**EXERCISE REQUIREMENTS**
1) In the essay about turning 40, what is the yearly rent for the studio apartment?
2) Select each line of the records that contains the word "black".

**EXCERPTED PASSAGE**
40
My birthday was January 11th 2026. I am now 40 years old. Alone in Ras Al Khaimah. Which if you don’t know is what happens when you can’t afford Dubai anymore.
I moved in yesterday. Studio apartment. AED 32,000 a year which sounds like a lot until you do the math and realize it’s like $8,700 USD for twelve months of rent, which is what people in Manhattan pay for six weeks in a shoebox next to a rat. So actually I’m winning. Or am i? The apartment is beachfront. Hayat Island. “Prime location” according to the listing. I’m staring at the Arabian Gulf right now and it’s beautiful and I feel nothing.
40 years old with nothing to look forward to, no car, no house. No children. No equity. No passive income streams. No accomplishments that I could point to at a dinner party not that I get invited to dinner parties. What I have is a mass of savings that’s getting lighter by the month, a laptop, a Binance account, and the same LinkedIn profile I’ve been polishing for fifteen fucking years. “Open to opportunities.” Yeah. Me and every other guy who got spat out by the machine.
I lost my job at DIFC a few months ago. The Dubai International Financial Centre. Which sounds prestigious when you say it fast. Glass buildings. Men in good suits. The illusion that you’re participating in something that matters. Then one day you’re not, and you’re googling “cheapest emirates to live in” at 2am, and the algorithm serves you Ras Al Khaimah like it’s doing you a favor.
So here I am. Back to hustling. Again.
Let me tell you about Dubai since we’re here.

[Stored entries]
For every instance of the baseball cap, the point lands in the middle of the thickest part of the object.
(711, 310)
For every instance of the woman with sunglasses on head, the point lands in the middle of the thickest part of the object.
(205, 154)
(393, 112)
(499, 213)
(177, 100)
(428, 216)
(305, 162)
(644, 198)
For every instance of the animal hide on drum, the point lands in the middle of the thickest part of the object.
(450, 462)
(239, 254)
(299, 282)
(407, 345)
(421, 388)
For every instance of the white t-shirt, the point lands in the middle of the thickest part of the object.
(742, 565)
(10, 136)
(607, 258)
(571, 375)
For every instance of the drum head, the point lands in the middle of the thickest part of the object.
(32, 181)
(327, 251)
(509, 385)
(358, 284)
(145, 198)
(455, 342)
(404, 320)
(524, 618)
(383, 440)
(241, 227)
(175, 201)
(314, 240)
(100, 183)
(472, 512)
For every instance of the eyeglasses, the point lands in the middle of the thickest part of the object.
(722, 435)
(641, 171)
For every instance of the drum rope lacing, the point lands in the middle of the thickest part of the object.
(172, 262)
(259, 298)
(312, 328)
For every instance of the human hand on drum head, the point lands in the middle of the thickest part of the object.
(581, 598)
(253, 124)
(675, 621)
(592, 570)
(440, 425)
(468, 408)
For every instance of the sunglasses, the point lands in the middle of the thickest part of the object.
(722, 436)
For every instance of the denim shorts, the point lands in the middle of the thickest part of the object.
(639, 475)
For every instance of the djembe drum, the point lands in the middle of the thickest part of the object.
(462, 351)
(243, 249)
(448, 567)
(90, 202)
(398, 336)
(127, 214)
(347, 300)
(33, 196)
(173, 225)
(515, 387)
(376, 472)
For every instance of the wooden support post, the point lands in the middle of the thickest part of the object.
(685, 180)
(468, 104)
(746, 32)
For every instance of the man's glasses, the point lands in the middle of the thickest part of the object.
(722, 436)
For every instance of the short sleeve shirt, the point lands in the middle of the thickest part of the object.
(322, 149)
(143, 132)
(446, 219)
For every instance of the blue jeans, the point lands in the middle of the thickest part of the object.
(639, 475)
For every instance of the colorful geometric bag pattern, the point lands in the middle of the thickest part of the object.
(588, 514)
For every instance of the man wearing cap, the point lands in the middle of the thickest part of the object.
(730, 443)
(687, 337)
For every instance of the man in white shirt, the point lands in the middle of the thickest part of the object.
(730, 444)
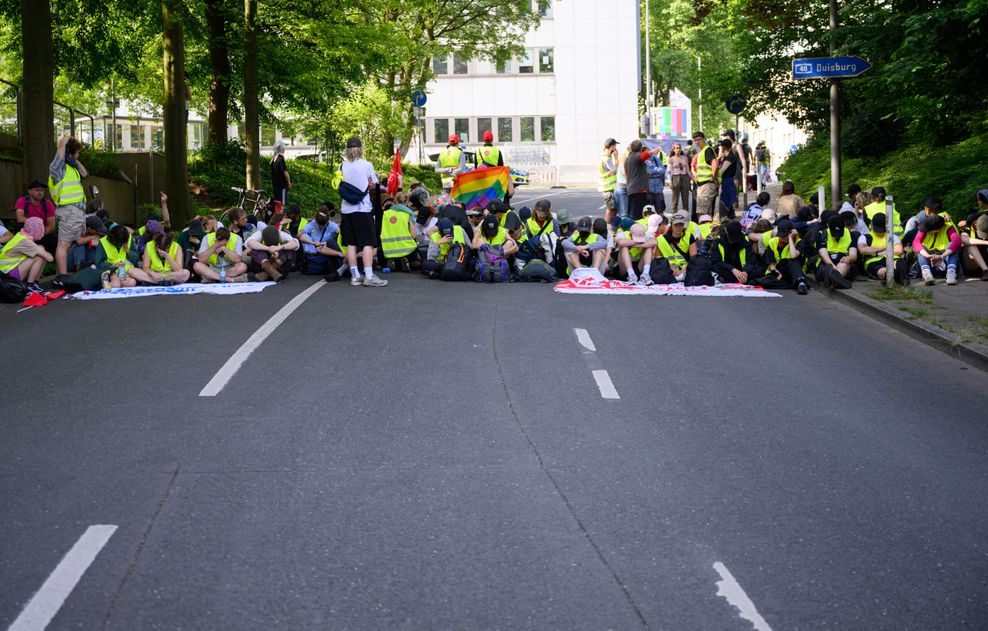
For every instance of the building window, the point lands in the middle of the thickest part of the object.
(462, 127)
(545, 60)
(484, 124)
(527, 129)
(525, 64)
(505, 130)
(548, 125)
(440, 130)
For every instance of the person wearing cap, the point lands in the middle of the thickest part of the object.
(65, 175)
(783, 267)
(703, 176)
(357, 225)
(34, 204)
(731, 255)
(585, 248)
(220, 254)
(937, 243)
(837, 253)
(677, 244)
(22, 258)
(452, 161)
(281, 179)
(607, 169)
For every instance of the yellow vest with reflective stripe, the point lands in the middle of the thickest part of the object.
(450, 157)
(158, 265)
(396, 240)
(9, 262)
(69, 189)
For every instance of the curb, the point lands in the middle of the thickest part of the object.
(972, 354)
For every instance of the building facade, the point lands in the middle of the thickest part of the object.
(576, 85)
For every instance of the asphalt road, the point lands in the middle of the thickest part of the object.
(440, 456)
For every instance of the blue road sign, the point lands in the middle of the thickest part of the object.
(828, 67)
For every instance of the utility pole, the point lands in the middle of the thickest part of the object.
(835, 187)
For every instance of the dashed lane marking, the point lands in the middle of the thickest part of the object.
(43, 606)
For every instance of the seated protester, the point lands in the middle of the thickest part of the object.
(321, 248)
(22, 258)
(755, 211)
(783, 268)
(84, 249)
(220, 257)
(398, 232)
(116, 258)
(585, 248)
(162, 263)
(635, 251)
(34, 204)
(838, 252)
(872, 250)
(677, 245)
(441, 240)
(937, 244)
(271, 252)
(731, 255)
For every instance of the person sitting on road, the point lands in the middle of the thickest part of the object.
(585, 248)
(220, 257)
(163, 261)
(272, 252)
(117, 257)
(872, 250)
(937, 244)
(22, 257)
(838, 252)
(731, 255)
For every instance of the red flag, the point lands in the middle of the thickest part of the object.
(395, 177)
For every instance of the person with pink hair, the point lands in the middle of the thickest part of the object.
(22, 258)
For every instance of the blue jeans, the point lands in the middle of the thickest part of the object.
(621, 201)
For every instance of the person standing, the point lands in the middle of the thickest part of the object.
(65, 183)
(681, 176)
(607, 177)
(357, 225)
(281, 179)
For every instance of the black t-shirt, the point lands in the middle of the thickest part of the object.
(278, 179)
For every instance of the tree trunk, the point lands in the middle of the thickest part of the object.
(38, 121)
(176, 132)
(219, 62)
(251, 113)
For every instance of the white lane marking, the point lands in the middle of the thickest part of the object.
(729, 589)
(232, 365)
(583, 337)
(43, 606)
(607, 389)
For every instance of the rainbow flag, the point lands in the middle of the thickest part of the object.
(477, 188)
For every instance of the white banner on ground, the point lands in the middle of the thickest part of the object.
(188, 289)
(586, 281)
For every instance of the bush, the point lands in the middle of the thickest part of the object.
(951, 172)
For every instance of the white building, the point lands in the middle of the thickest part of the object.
(552, 109)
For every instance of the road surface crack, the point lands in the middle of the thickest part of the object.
(132, 567)
(556, 485)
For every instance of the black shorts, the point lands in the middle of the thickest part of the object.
(357, 229)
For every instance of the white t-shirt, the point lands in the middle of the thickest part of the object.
(358, 173)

**ANSWERS FOR THE TASKS**
1) AED 32,000 a year, which the essay puts at about $8,700 USD.

2)
For every instance of the black t-shirt, the point lands in the middle of the thickest part of the object.
For every instance of the black shorts, the point lands in the middle of the thickest part of the object.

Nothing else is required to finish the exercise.